In the Rain
7.5
In the Rain

Album de Sol Invictus (1995)

Parmi les initiés au style singulier de Sol Invictus, In The Rain figure parmi les productions les plus adulées. Et pour cause : dans l’œuvre générale de Tony Wakeford, ce huitième album marque un pic nouveau de créativité. Pour la première fois, la petite formation folk mélancolique, quasi limitée à un guitare/voix depuis quelques albums, se mue en un mastodonte orchestral dépressif. Au cours de l’année 1994, à la suite des sorties consécutives de The Death Of The West et Black Europe, le compositeur s’entoure de Sarah Bradshaw au violoncelle, de David Mellor au piano et aux claviers, de Karl Blake à la guitare électrique et la basse, de Nathalie Van Keymeulen et Céline Marleix-Bardeau aux violons, d’Eric Rogers à la trompette et enfin de Nick Hall à la batterie et aux percussions. Les nouvelles recrues, approchées pour subvenir aux ambitions grandissantes de Wakeford, reçoivent assez rapidement des directives précises quant à l’évolution du son de Sol Invictus. En tyran déterminé, il ne laisse rien au hasard et affirme ses positions en certitudes absolues ; In The Rain vadrouille dans ses pensées depuis un bon moment déjà, et lorsqu’il s’agit d’enregistrer le fruit de ces réflexions sur bande, tout est déjà prévu, pensé et réfléchi des dizaines de fois.

• [CONSIGNE]: Selon le texte, qui joue du violoncelle dans la formation réunie par Tony Wakeford en 1994 ? Appuyez-vous uniquement sur le texte.

• [ENTRÉES ENREGISTRÉES]:

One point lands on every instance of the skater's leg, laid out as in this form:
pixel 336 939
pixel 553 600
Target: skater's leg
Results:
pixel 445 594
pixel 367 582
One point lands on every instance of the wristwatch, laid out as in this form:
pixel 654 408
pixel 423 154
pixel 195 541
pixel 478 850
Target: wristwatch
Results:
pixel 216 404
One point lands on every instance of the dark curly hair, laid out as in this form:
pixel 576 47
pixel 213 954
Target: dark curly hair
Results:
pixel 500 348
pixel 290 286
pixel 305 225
==
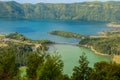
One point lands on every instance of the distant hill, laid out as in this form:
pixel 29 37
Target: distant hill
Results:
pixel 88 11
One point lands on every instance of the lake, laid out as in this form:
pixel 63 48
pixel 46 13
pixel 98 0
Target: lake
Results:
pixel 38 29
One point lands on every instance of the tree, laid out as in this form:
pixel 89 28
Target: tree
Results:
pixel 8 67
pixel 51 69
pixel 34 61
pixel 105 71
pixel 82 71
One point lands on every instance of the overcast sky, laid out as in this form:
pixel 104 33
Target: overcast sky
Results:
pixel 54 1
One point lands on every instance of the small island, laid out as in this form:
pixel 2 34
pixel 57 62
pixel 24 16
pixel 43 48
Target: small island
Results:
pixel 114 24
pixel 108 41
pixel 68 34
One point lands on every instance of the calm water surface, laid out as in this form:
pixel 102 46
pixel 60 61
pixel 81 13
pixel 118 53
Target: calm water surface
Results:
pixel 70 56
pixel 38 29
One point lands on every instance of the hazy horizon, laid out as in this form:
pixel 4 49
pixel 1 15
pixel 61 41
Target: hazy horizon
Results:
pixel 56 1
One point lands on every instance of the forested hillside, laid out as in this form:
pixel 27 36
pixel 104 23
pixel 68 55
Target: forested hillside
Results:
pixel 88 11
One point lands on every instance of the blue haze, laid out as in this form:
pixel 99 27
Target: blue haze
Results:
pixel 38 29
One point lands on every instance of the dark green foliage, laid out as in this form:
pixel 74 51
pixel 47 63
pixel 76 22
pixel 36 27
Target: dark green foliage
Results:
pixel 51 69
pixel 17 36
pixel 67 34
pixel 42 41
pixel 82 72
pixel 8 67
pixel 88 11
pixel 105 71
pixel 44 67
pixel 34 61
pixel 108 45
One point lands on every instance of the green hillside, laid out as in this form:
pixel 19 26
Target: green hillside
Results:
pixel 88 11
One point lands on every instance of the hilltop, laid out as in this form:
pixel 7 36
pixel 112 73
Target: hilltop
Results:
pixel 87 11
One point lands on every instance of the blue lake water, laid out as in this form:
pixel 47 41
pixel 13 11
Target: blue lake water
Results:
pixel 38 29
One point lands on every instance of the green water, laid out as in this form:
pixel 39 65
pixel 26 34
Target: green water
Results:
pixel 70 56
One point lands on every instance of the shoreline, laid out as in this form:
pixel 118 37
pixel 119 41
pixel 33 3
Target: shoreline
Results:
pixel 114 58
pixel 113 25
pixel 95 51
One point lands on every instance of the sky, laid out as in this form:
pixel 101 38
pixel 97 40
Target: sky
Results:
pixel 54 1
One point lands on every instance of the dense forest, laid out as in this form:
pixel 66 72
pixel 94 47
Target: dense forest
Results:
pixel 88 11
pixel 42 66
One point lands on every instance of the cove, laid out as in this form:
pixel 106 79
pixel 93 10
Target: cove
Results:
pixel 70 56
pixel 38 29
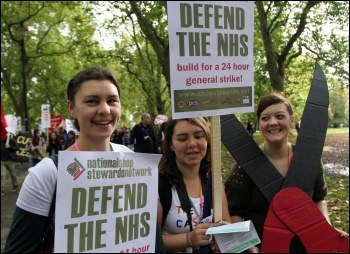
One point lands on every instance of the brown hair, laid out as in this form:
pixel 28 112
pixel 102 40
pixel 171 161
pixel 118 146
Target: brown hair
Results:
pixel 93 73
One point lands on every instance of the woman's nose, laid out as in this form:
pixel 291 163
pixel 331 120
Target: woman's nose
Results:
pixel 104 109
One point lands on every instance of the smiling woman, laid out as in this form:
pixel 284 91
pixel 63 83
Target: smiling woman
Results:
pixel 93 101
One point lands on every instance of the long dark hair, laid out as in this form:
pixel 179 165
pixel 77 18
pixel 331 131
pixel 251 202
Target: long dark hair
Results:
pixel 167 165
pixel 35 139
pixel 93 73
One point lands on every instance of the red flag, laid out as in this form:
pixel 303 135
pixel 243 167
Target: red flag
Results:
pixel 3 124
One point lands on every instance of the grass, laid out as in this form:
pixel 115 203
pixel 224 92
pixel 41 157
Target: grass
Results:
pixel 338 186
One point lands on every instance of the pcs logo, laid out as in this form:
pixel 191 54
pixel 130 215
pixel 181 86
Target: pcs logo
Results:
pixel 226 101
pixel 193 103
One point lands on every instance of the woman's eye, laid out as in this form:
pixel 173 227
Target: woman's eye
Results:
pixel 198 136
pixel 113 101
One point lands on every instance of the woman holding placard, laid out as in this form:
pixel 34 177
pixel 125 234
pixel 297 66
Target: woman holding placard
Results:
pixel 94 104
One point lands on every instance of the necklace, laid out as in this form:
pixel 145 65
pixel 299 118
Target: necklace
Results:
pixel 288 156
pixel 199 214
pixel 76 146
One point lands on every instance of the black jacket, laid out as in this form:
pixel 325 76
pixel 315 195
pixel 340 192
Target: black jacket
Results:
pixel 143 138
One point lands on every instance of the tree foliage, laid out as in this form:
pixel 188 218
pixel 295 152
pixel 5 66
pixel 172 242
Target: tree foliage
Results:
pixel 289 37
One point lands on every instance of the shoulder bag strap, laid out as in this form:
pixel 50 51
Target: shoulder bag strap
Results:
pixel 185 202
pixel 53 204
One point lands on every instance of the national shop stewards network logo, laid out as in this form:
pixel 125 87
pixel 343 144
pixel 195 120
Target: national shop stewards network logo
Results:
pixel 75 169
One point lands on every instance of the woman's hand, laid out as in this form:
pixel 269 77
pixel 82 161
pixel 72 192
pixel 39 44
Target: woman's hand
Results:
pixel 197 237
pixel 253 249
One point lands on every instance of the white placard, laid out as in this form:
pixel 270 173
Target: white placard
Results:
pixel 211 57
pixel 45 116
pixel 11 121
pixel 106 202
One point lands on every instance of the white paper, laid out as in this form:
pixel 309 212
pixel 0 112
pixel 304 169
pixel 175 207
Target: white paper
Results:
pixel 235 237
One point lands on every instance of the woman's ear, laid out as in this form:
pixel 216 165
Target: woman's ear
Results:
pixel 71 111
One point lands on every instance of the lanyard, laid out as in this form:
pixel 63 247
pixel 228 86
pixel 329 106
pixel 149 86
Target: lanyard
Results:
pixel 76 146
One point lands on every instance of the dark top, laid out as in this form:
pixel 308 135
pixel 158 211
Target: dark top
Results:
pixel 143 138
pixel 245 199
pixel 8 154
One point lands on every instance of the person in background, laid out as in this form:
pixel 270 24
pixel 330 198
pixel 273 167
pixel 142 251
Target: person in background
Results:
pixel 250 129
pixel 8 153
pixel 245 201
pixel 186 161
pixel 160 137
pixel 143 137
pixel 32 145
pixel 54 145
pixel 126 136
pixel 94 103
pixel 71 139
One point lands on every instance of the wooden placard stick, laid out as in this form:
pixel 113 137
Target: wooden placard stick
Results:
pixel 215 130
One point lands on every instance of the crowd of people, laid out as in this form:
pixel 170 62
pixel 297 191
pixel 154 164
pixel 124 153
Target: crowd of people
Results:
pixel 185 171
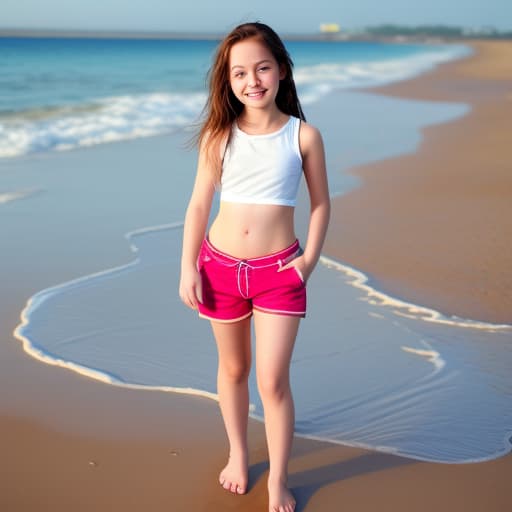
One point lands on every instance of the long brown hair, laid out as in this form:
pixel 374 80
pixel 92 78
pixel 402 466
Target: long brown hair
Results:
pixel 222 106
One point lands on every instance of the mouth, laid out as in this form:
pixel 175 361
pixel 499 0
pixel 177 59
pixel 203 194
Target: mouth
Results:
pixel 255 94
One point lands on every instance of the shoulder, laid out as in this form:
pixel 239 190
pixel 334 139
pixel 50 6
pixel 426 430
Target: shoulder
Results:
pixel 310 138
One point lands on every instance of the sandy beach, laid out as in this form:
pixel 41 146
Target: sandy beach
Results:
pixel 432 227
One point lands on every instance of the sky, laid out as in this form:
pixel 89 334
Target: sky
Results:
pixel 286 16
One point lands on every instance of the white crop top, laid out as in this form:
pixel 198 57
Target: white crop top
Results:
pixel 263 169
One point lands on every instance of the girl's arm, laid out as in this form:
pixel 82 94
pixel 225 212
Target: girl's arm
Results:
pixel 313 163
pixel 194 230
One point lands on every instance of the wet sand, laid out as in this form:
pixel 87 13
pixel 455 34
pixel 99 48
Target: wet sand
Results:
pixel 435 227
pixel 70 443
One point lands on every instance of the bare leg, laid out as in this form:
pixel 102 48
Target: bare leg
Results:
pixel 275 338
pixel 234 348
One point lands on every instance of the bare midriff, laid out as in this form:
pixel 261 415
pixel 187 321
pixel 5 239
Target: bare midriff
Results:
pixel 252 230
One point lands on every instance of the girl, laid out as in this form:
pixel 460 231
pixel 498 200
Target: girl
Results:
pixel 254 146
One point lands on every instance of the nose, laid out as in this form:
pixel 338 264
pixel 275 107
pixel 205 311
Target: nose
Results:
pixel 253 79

• [RÉPONSE ATTENDUE]: Sarah Bradshaw.